*REQUIRED ACTION*
The records below must be returned exactly, with every picture left out.

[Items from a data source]
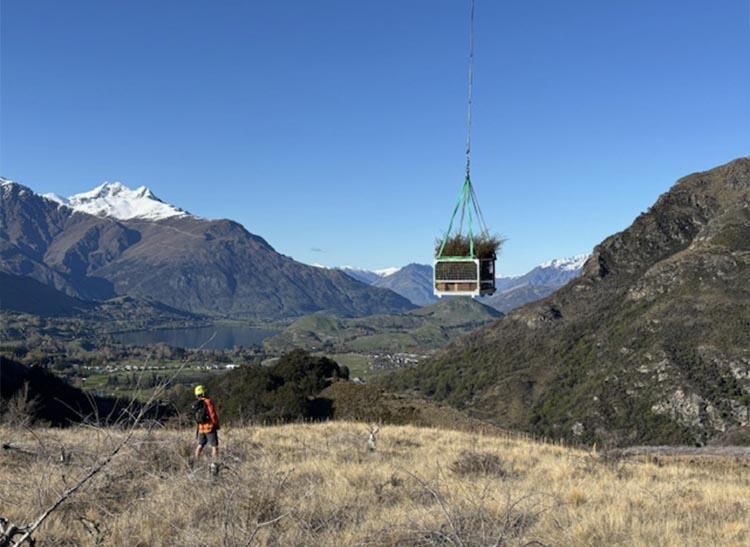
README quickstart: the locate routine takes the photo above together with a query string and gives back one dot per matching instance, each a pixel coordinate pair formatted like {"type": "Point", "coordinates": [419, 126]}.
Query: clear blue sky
{"type": "Point", "coordinates": [335, 129]}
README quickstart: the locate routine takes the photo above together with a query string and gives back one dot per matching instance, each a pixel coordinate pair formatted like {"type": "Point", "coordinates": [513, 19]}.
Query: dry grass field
{"type": "Point", "coordinates": [319, 485]}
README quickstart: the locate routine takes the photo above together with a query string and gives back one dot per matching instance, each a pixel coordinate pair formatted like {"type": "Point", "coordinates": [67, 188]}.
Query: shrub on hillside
{"type": "Point", "coordinates": [285, 391]}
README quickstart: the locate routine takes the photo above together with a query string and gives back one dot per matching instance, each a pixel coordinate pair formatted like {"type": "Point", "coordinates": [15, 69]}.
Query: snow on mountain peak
{"type": "Point", "coordinates": [116, 200]}
{"type": "Point", "coordinates": [567, 264]}
{"type": "Point", "coordinates": [385, 272]}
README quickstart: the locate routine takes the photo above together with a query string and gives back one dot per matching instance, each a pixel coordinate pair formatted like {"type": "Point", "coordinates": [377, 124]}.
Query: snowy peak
{"type": "Point", "coordinates": [385, 272]}
{"type": "Point", "coordinates": [114, 199]}
{"type": "Point", "coordinates": [568, 264]}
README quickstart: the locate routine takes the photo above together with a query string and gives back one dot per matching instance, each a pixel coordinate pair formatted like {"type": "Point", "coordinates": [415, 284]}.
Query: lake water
{"type": "Point", "coordinates": [224, 337]}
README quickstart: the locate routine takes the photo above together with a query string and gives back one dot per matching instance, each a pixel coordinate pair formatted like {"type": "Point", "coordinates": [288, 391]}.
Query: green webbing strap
{"type": "Point", "coordinates": [465, 195]}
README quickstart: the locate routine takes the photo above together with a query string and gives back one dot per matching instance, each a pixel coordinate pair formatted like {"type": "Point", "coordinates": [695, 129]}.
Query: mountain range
{"type": "Point", "coordinates": [414, 282]}
{"type": "Point", "coordinates": [116, 241]}
{"type": "Point", "coordinates": [651, 344]}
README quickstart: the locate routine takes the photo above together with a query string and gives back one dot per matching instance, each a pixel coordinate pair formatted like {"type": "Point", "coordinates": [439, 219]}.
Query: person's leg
{"type": "Point", "coordinates": [201, 438]}
{"type": "Point", "coordinates": [213, 439]}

*COMPLETED EXERCISE*
README quickstart: the locate routine takes the photo above together with a query string and gives back one dot per matching instance, each a pixel coordinate pair formatted like {"type": "Point", "coordinates": [419, 126]}.
Query: clear blue sky
{"type": "Point", "coordinates": [335, 129]}
README quickstart: the locate routine takes the photo above together with a query string and gives back one dot per matching instance, each a pixel coordinate pair formatted like {"type": "Point", "coordinates": [513, 19]}.
Query: dry grass field
{"type": "Point", "coordinates": [319, 485]}
README quickstart: the locate routine takes the photo above together with a query string and gives back one dot per matching instance, each a pixel coordinate pair formatted like {"type": "Point", "coordinates": [67, 188]}.
Query: shrub on hillside
{"type": "Point", "coordinates": [285, 391]}
README quickstart: the locate routine takes the photo above together with a query string and gives back one dot per matching instance, each a pixel coordinate pair formatted like {"type": "Point", "coordinates": [15, 69]}.
Query: snow on mountain peak
{"type": "Point", "coordinates": [116, 200]}
{"type": "Point", "coordinates": [567, 264]}
{"type": "Point", "coordinates": [385, 272]}
README quickstart: the locate routine takes the photo above together with a query string and gives back one dot per matching instance, each a pixel coordinate pair formatted like {"type": "Point", "coordinates": [377, 124]}.
Query: snowy peak
{"type": "Point", "coordinates": [385, 272]}
{"type": "Point", "coordinates": [114, 199]}
{"type": "Point", "coordinates": [568, 264]}
README quickstart: the locate routine takes the photo above together with a query string and gives back one dot per matching instance, each a pixel coordinate pair formatted like {"type": "Point", "coordinates": [415, 284]}.
Query: lake water
{"type": "Point", "coordinates": [224, 337]}
README quickstart: the locate routine takes the photo above together with a query string and gives back one dot per matching instance, each a pixel coordinate pair formatted like {"type": "Point", "coordinates": [288, 391]}.
Query: green webbing strap
{"type": "Point", "coordinates": [465, 195]}
README quickstart: the locate routine takes the photo above together with a query string and gives back one dot per matching instance, each a pixel coordinate pair formatted like {"type": "Point", "coordinates": [695, 129]}.
Query: mountain range
{"type": "Point", "coordinates": [414, 282]}
{"type": "Point", "coordinates": [116, 241]}
{"type": "Point", "coordinates": [651, 344]}
README quickstart: the locate routine takes the photo above together with a query string and gives back one dot per matching instance, each a pixel coordinate pair formatted like {"type": "Point", "coordinates": [439, 219]}.
Query: person's leg
{"type": "Point", "coordinates": [201, 438]}
{"type": "Point", "coordinates": [213, 439]}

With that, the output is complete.